-- begin EXTRACTED TEXT --

Christian service, or diakonia, was not confined to Christian offices.
Some of the energies that once went into it are now found in social
service outside the church. Many of the agents of such service were
originally or still may be inspired by Christian norms and examples in
the care of the sick and the socially outcast or overlooked. Alongside
such men as the Pietist August Hermann Francke, the Methodist John
Wesley, Johann Wichern (the founder of the Inner Mission in Germany),
and Friederich von Bodelschwingh (the founder of charitable
institutions), important women have appeared as bearers of this charisma
(e.g., the English nurse Florence Nightingale and the Salvation Army
leader Catherine Booth).
The Holy Spirit that “blows where it wills” has often been recognized
as the impulse behind an enlargement of roles for women in the church.
However limited these have been, they enlarged upon those that
Christians inherited from Judaism. Partitions had screened women in a
special left-hand section of the synagogue. While the pace of innovation
was irregular, in the ecstatic worship services of the Christian
congregations women tended to participate in speaking in tongues, hymns,
prayer calls, or even prophecies. Evidently, this innovation was held
admissible on the basis of the authority of the Holy Spirit: “Do not
quench the Spirit” (1 Thessalonians 5:19). Inasmuch as the appearance of
charismatic women upset traditional concepts, however, Paul reverted to
the synagogal principle and inhibited the speaking role of women: “the
women should keep silence in the churches.” (1 Corinthians 14:34).
Because expressions of free charisma were increasingly suppressed in
the institutional churches, the emergence of Pentecostal movements
outside the institutional churches and partly in open opposition to them
arose. This movement led to the founding of various Pentecostal Free
churches at the end of the 19th century and the beginning of the 20th;
it is represented through numerous independent Pentecostal groups, such
as the Church of God and the Assemblies of God. At first scorned by the
established churches, the Pentecostal movement has grown to a world
movement with strong missionary activity not only in Africa and South
America but also Europe. In the United States, a strong influence of the
Pentecostal movement—which has returned high esteem to the
proto-Christian charismata of speaking in tongues, healing, and
exorcism—is noticeable even in the Roman Catholic, Lutheran, and
Anglican churches. This has occurred especially in liturgy and church
music but also in preaching style and the return to faith healing.

-- end EXTRACTED TEXT --
-- begin DATA PROVIDED --

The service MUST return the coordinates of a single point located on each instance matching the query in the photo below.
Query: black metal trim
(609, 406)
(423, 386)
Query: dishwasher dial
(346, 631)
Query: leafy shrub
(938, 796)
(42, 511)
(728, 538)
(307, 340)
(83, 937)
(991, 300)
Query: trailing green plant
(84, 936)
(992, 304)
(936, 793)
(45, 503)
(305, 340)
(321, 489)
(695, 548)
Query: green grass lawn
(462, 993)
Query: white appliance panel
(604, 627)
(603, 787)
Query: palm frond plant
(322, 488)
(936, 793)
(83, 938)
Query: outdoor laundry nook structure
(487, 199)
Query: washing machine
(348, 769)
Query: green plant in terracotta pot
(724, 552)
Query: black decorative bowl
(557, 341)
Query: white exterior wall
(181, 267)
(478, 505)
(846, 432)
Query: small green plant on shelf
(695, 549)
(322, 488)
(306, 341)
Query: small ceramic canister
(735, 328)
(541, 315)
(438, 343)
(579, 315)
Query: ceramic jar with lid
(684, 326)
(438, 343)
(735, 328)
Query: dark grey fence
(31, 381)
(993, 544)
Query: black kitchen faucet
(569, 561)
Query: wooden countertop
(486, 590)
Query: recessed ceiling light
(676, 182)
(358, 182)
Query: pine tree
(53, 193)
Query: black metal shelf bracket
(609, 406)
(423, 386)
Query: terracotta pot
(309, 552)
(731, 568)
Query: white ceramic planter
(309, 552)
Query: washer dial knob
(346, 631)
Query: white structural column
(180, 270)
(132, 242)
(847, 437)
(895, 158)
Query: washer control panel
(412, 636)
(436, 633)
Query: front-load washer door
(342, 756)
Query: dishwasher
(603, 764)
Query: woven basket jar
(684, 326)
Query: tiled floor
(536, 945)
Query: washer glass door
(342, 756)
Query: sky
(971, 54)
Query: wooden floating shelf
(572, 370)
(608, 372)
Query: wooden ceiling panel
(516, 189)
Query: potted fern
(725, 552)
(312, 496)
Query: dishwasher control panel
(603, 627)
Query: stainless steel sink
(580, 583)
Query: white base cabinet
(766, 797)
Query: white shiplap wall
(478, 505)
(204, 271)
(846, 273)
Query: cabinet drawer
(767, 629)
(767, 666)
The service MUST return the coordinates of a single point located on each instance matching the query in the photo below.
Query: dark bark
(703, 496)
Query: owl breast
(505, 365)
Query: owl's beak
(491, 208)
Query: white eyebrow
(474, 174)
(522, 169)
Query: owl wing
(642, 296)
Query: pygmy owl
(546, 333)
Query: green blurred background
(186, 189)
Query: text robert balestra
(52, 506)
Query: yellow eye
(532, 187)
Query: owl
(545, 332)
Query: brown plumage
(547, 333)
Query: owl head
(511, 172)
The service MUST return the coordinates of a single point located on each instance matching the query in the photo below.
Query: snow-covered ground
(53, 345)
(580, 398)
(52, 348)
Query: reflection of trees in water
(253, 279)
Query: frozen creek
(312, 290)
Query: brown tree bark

-- end DATA PROVIDED --
-- begin DATA PROVIDED --

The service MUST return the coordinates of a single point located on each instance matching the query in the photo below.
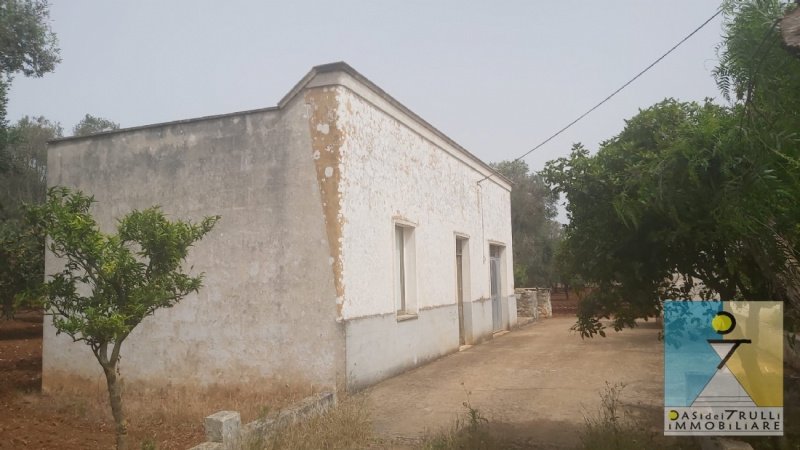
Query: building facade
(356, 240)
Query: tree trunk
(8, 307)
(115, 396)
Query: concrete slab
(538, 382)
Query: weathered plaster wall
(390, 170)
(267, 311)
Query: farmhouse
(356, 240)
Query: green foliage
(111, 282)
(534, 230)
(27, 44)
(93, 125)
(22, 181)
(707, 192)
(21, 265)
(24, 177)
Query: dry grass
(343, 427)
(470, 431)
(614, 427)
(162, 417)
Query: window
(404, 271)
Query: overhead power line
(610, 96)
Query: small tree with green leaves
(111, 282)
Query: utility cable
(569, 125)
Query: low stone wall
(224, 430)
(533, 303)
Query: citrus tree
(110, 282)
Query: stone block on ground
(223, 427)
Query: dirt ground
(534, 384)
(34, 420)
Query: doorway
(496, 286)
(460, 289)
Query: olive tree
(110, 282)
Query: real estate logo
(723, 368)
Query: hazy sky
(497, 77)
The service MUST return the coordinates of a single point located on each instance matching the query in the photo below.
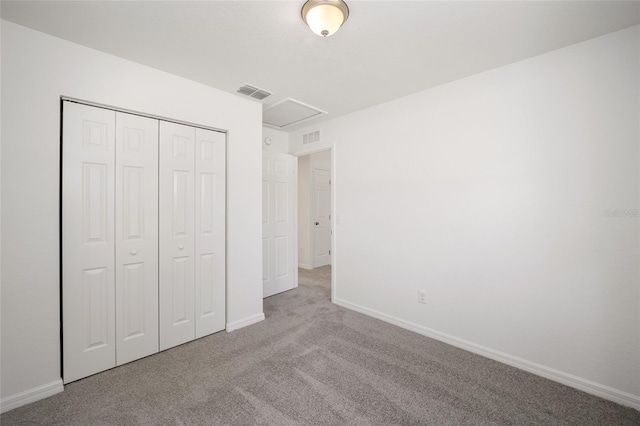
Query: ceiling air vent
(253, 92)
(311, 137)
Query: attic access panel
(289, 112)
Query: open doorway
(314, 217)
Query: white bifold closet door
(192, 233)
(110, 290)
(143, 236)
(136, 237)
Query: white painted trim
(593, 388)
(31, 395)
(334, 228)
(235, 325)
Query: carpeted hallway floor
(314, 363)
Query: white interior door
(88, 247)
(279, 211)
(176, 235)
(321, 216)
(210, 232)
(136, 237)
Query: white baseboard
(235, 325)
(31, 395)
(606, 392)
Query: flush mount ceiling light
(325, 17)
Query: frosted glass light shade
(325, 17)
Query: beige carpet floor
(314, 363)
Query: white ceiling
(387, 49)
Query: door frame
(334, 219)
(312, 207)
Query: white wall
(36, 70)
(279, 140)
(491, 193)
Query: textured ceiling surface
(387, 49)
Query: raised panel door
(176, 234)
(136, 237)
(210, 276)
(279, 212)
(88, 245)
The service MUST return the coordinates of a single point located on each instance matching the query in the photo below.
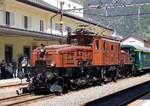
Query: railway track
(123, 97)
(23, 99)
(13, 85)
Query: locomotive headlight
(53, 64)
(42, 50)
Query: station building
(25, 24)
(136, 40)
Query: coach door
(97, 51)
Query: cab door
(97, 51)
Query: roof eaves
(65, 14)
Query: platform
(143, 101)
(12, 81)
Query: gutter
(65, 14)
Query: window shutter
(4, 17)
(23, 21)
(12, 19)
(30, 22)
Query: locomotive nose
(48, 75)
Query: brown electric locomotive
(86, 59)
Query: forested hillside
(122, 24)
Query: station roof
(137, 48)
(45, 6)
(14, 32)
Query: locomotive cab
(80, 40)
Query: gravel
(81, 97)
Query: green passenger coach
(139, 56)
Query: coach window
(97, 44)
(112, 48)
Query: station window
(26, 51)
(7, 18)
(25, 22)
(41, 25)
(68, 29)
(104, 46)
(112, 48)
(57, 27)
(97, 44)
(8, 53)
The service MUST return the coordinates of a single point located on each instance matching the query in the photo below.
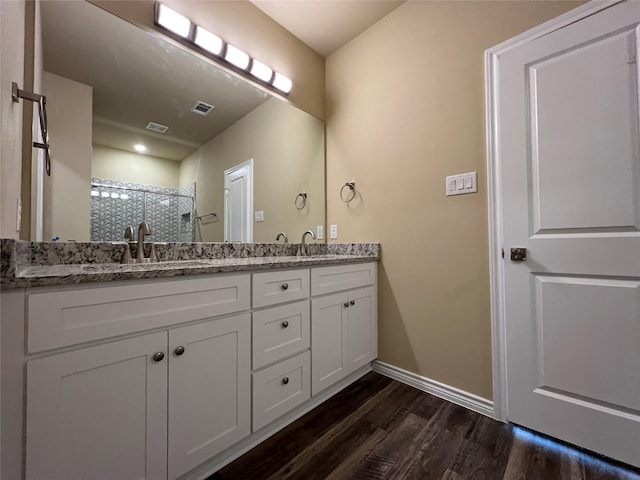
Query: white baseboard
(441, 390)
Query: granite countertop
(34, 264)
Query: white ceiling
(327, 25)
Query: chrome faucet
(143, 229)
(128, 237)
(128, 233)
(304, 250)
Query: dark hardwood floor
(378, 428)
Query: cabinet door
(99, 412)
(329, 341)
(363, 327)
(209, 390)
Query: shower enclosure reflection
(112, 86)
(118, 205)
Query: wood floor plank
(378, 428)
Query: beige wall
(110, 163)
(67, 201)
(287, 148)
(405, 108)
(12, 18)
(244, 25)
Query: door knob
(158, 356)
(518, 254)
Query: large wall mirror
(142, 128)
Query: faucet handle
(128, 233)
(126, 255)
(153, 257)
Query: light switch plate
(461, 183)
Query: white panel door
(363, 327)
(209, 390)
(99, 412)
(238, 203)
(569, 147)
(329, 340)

-- end DATA PROVIDED --

● **SHORT PROBLEM**
Reproduce everything in the text on Christian charisma from "Christian service, or" down to "leader Catherine Booth).".

● **WORKED SOLUTION**
Christian service, or diakonia, was not confined to Christian offices.
Some of the energies that once went into it are now found in social
service outside the church. Many of the agents of such service were
originally or still may be inspired by Christian norms and examples in
the care of the sick and the socially outcast or overlooked. Alongside
such men as the Pietist August Hermann Francke, the Methodist John
Wesley, Johann Wichern (the founder of the Inner Mission in Germany),
and Friederich von Bodelschwingh (the founder of charitable
institutions), important women have appeared as bearers of this charisma
(e.g., the English nurse Florence Nightingale and the Salvation Army
leader Catherine Booth).